╭─ RAW RECORDS

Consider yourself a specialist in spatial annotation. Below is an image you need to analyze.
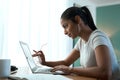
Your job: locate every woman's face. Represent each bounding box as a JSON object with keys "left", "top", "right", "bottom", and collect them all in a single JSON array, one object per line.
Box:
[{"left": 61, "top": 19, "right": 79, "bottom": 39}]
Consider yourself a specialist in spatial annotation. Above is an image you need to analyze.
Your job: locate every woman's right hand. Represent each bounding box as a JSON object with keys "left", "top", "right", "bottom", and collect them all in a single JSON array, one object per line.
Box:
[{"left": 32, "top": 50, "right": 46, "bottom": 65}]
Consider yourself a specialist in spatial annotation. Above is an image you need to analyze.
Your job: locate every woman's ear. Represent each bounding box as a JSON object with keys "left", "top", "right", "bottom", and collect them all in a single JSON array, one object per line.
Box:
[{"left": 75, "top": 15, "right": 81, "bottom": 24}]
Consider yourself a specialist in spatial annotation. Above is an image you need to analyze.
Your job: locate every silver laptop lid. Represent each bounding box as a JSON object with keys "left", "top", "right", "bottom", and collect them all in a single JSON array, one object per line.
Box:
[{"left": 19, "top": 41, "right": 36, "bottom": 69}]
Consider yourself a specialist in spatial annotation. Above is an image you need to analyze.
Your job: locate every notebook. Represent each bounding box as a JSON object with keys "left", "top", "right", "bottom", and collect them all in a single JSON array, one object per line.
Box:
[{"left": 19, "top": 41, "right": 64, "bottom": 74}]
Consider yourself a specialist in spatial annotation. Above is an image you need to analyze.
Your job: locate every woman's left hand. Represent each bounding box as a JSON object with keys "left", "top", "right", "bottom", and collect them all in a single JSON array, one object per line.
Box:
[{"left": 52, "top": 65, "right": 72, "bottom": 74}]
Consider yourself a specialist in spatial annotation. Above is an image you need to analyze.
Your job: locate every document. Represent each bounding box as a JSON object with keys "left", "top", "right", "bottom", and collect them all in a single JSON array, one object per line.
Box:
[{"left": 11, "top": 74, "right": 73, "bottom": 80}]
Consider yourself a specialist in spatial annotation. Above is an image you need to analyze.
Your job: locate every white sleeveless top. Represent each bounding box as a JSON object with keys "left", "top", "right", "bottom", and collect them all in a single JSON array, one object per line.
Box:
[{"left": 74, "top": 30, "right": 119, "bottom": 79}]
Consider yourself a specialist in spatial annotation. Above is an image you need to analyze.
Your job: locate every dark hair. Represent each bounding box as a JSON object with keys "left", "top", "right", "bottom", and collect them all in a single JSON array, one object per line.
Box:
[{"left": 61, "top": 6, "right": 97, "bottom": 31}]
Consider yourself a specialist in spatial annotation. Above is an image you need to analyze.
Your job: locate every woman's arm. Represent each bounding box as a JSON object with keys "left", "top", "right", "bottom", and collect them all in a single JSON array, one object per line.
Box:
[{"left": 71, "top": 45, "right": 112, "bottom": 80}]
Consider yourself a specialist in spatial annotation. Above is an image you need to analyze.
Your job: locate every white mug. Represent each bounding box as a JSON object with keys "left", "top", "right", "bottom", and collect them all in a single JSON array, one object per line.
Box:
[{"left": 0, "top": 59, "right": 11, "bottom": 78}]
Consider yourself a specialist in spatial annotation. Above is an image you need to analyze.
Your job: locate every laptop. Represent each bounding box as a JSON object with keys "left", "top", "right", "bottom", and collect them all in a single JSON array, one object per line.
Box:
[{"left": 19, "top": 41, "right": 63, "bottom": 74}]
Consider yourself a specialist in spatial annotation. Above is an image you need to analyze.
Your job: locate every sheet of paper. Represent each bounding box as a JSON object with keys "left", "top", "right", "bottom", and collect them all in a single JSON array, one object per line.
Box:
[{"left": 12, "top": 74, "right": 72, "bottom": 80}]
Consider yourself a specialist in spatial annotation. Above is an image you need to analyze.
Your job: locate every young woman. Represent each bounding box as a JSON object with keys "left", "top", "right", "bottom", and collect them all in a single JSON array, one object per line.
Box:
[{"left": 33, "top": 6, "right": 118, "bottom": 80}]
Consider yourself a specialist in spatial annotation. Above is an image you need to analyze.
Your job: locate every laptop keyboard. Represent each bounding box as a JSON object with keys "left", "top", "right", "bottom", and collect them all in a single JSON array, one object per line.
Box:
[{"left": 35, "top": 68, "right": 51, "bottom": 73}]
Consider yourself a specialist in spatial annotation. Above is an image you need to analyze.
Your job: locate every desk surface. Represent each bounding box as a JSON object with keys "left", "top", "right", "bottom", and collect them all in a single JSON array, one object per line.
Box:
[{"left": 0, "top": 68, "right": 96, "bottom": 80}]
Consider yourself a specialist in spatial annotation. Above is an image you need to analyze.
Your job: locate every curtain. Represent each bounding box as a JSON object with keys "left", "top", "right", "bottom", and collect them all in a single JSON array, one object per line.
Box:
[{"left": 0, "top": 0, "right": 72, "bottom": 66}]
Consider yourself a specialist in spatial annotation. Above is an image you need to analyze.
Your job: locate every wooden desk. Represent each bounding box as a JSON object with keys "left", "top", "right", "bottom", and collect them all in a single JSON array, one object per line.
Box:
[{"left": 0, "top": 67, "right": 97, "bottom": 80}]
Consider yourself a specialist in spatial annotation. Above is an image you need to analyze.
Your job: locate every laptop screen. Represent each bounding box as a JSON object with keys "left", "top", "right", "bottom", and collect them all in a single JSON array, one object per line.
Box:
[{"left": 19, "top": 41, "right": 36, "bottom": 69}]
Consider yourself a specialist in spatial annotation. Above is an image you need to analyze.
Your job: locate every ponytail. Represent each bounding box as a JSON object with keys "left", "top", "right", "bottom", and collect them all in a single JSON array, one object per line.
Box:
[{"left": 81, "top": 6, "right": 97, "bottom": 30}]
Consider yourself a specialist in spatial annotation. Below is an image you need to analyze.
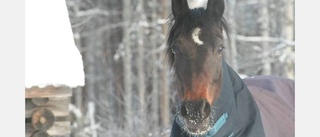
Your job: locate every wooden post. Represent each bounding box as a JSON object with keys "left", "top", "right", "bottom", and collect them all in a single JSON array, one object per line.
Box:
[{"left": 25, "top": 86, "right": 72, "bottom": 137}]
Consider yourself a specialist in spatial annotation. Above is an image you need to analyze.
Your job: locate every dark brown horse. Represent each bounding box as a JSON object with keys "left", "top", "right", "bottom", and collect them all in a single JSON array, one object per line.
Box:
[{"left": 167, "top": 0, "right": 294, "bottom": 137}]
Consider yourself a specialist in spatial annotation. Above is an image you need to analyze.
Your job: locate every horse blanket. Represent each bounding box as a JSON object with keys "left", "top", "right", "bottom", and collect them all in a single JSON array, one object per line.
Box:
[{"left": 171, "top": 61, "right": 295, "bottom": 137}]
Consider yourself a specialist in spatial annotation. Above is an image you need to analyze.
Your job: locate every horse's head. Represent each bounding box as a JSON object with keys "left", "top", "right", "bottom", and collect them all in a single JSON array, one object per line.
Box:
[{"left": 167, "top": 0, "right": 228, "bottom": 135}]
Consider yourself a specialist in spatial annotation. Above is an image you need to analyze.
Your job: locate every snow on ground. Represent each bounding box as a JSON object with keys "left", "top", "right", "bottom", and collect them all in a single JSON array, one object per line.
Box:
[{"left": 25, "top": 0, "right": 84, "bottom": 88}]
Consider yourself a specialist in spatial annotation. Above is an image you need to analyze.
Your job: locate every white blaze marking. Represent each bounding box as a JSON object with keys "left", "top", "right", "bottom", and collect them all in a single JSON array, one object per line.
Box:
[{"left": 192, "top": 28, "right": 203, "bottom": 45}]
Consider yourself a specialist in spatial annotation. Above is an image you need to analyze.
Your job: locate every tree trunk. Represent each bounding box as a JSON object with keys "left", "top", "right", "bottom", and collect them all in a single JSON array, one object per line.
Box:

╰─

• EXERCISE DESCRIPTION:
Extract the text of all the records above verbatim, excluding pictures.

• ANSWER TO THIS TASK:
Consider yourself a specialist in spatial annotation. Below is an image you need to analyze.
Your job: locate every woman's face. Represent each bounding box as a JSON object with keys "left", "top", "right", "bottom", and collect them all in a single JSON array, one object per line.
Box:
[{"left": 61, "top": 19, "right": 79, "bottom": 39}]
Consider yourself a specialist in spatial annotation. Above is an image you need to analyze.
Your job: locate every woman's right hand. Represent each bounding box as a JSON object with keys "left", "top", "right", "bottom", and collect them all in a single JSON array, one object per line.
Box:
[{"left": 32, "top": 50, "right": 46, "bottom": 65}]
Consider yourself a specialist in spatial annotation. Above is an image you need to analyze.
Your job: locate every woman's ear. Represent each bounding box as a JSON object with keys "left", "top", "right", "bottom", and collect them all in a single JSON array, one object per line.
Box:
[{"left": 75, "top": 15, "right": 81, "bottom": 24}]
Consider yourself a specialist in spatial annotation. Above is an image you need to analyze.
Your job: locate every silver laptop lid. Represent each bounding box as a JSON object with keys "left", "top", "right", "bottom", and collect them all in a single JSON array, one object per line.
Box:
[{"left": 19, "top": 41, "right": 36, "bottom": 69}]
Consider yourself a specialist in spatial annotation. Above is an image you need to analyze.
Your job: locate every notebook. Represent each bounding box as a JSON object with keys "left", "top", "right", "bottom", and collect them all in a single JSON array, one object per line.
Box:
[{"left": 19, "top": 41, "right": 64, "bottom": 74}]
Consider yourself a specialist in spatial annotation. Above is an image you need to analyze.
Your job: locate every woman's left hand. Represent each bounding box as a JSON object with keys "left", "top", "right", "bottom", and collect them all in a single JSON array, one object per line.
Box:
[{"left": 52, "top": 65, "right": 72, "bottom": 74}]
Consider yourself a specialist in spatial annotation. Above is an image you need to analyze.
Your job: locate every document. Represent each bounding box as a JSON object with keys "left", "top", "right", "bottom", and collect them all in a single JSON array, one object per line.
Box:
[{"left": 11, "top": 74, "right": 73, "bottom": 80}]
Consider yourself a specialist in spatial annotation. Above is an image you need to analyze.
Your job: locate every white sleeveless top. Represent each bounding box as a JSON object with keys "left", "top", "right", "bottom", and collect them all in a single JSON array, one object per line.
Box:
[{"left": 74, "top": 30, "right": 119, "bottom": 79}]
Consider yourself a specialist in spatial annotation. Above is an image you need to analyze.
Your job: locate every dark hair. Represent each bounding box as a JSON object with keys "left", "top", "right", "bottom", and collect them all in a single JSON array, one object per line.
Box:
[{"left": 61, "top": 6, "right": 97, "bottom": 31}]
Consider yourself a specialist in spatial annotation. Above is an image you need to analyze.
Your job: locate every woman's arm. Represent each bounding box as a JSON object with keys "left", "top", "right", "bottom", and collect them all in a single JSON array, one object per line.
Box:
[{"left": 71, "top": 45, "right": 112, "bottom": 80}]
Consider yourself a specialist in spatial annotation. Above is an image you need to analyze.
Your job: locate every white mug. Represent each bounding box as a JSON object with keys "left", "top", "right", "bottom", and collect them all in a single JSON array, one object per line.
Box:
[{"left": 0, "top": 59, "right": 11, "bottom": 78}]
Consider yourself a specialist in spatial annotation. Above is an image you need to analyze.
Your job: locate every laptop. Represent each bounding box as a JSON object with keys "left", "top", "right", "bottom", and collect them all in a single JSON array, one object per line.
Box:
[{"left": 19, "top": 41, "right": 63, "bottom": 74}]
Consider yourself a specialist in spatial annotation. Above is an image you need to analyze.
Your job: locate every sheet of paper. Represent each bounding box as a JSON object with keys "left", "top", "right", "bottom", and collect them all in a single JSON array, one object per line.
Box:
[{"left": 12, "top": 74, "right": 72, "bottom": 80}]
Consider yourself a specialist in spatial annotation. Above is an image you need to analyze.
Your job: locate every young woman. Represent each bounding box as a JSON object with keys "left", "top", "right", "bottom", and collect them all in a single JSON array, one object per line.
Box:
[{"left": 33, "top": 6, "right": 118, "bottom": 80}]
Consider yourself a specialist in spatial annotation. Above is an image you need to analyze.
Your job: locate every laptop keyboard. Represent each bounding box as a JSON object with keys "left", "top", "right", "bottom", and collect them all in a single JSON array, one object per line.
Box:
[{"left": 35, "top": 68, "right": 51, "bottom": 73}]
Consider yourself a specialist in spatial annotation. Above is an image you need to analyze.
Your job: locate every desk surface. Represent each bounding box as a JSON object with keys "left", "top", "right", "bottom", and collect them all in a single JSON array, one object per line.
Box:
[{"left": 0, "top": 68, "right": 96, "bottom": 80}]
Consider yourself a specialist in spatial annotation. Above is an image you need to analyze.
Your job: locate every curtain. Represent each bounding box as a JSON object with keys "left", "top", "right", "bottom", and collect them all in a single JSON array, one object per line.
Box:
[{"left": 0, "top": 0, "right": 72, "bottom": 66}]
Consider yourself a specialist in spatial annotation. Above is an image you need to analyze.
Your job: locate every wooden desk. Represent each bounding box as a JSON object with keys "left", "top", "right", "bottom", and collect them all in a single JSON array, one object per line.
Box:
[{"left": 0, "top": 67, "right": 97, "bottom": 80}]
Consider yourself a specialist in spatial annotation. Above is an image you need to analyze.
Your job: locate every laptop screen. Represent each bounding box as a JSON object with keys "left", "top", "right", "bottom", and collect them all in a single JSON array, one object per line.
Box:
[{"left": 19, "top": 41, "right": 36, "bottom": 69}]
Consider yourself a specialist in spatial annotation. Above is an image you need to analyze.
Your job: locate every ponytail. Represent each bounding box as a JSON object with keys "left", "top", "right", "bottom", and collect them all in a single JSON array, one object per line.
Box:
[{"left": 81, "top": 6, "right": 97, "bottom": 30}]
Consider yourself a specialist in spatial annotation. Below is an image you need to analyze.
Your job: locate every wooden post. Represent each bounding box as a JSON object with keys "left", "top", "right", "bottom", and collect them all in a single JSON array, one object per line.
Box:
[{"left": 25, "top": 86, "right": 72, "bottom": 137}]
Consider yourself a specialist in spatial annotation. Above is an image you need to analyze.
Your job: locate every dark brown horse. Represent each bounding box as a JSON object with keys "left", "top", "right", "bottom", and collect them all in a single JSON array, one object per line.
Box:
[{"left": 167, "top": 0, "right": 294, "bottom": 137}]
Consider yourself a specialist in spatial annotation. Above is an image you need to analyze.
Your job: locate every horse blanket. Represent each bounding box as a JSON object with keys "left", "top", "right", "bottom", and collect them all in a single JSON array, one object per line.
Box:
[{"left": 171, "top": 61, "right": 295, "bottom": 137}]
Consider yourself a specialist in spatial annotation. Above is an image you need to analyze.
Your job: locate every horse's head. Represent each bounding box as a JSON object with keys "left", "top", "right", "bottom", and collect them all in a single JSON array, one object per line.
Box:
[{"left": 167, "top": 0, "right": 228, "bottom": 135}]
Consider yourself a specialist in spatial annotation. Above is an image you need to analyze.
Your job: locate every snow on ground. Represent each bounding box as a JSON object with keys "left", "top", "right", "bottom", and collect them all in a single JSON array, one object per line.
Box:
[{"left": 25, "top": 0, "right": 84, "bottom": 88}]
Consider yourself a specialist in spatial annotation. Above is an image you need to analyze.
Your job: locate every white blaze marking. Represent each bounding box as a JSON object with keys "left", "top", "right", "bottom", and collect them all in a single JSON array, one object per line.
Box:
[{"left": 192, "top": 28, "right": 203, "bottom": 45}]
Consider yourself a specialist in spatial annotation. Above is an image you need to analyze.
Your job: locate every tree trunk. Represent each bounding box as a JSON object with keys "left", "top", "right", "bottom", and collect them all in a single JSON array, one object per line.
Box:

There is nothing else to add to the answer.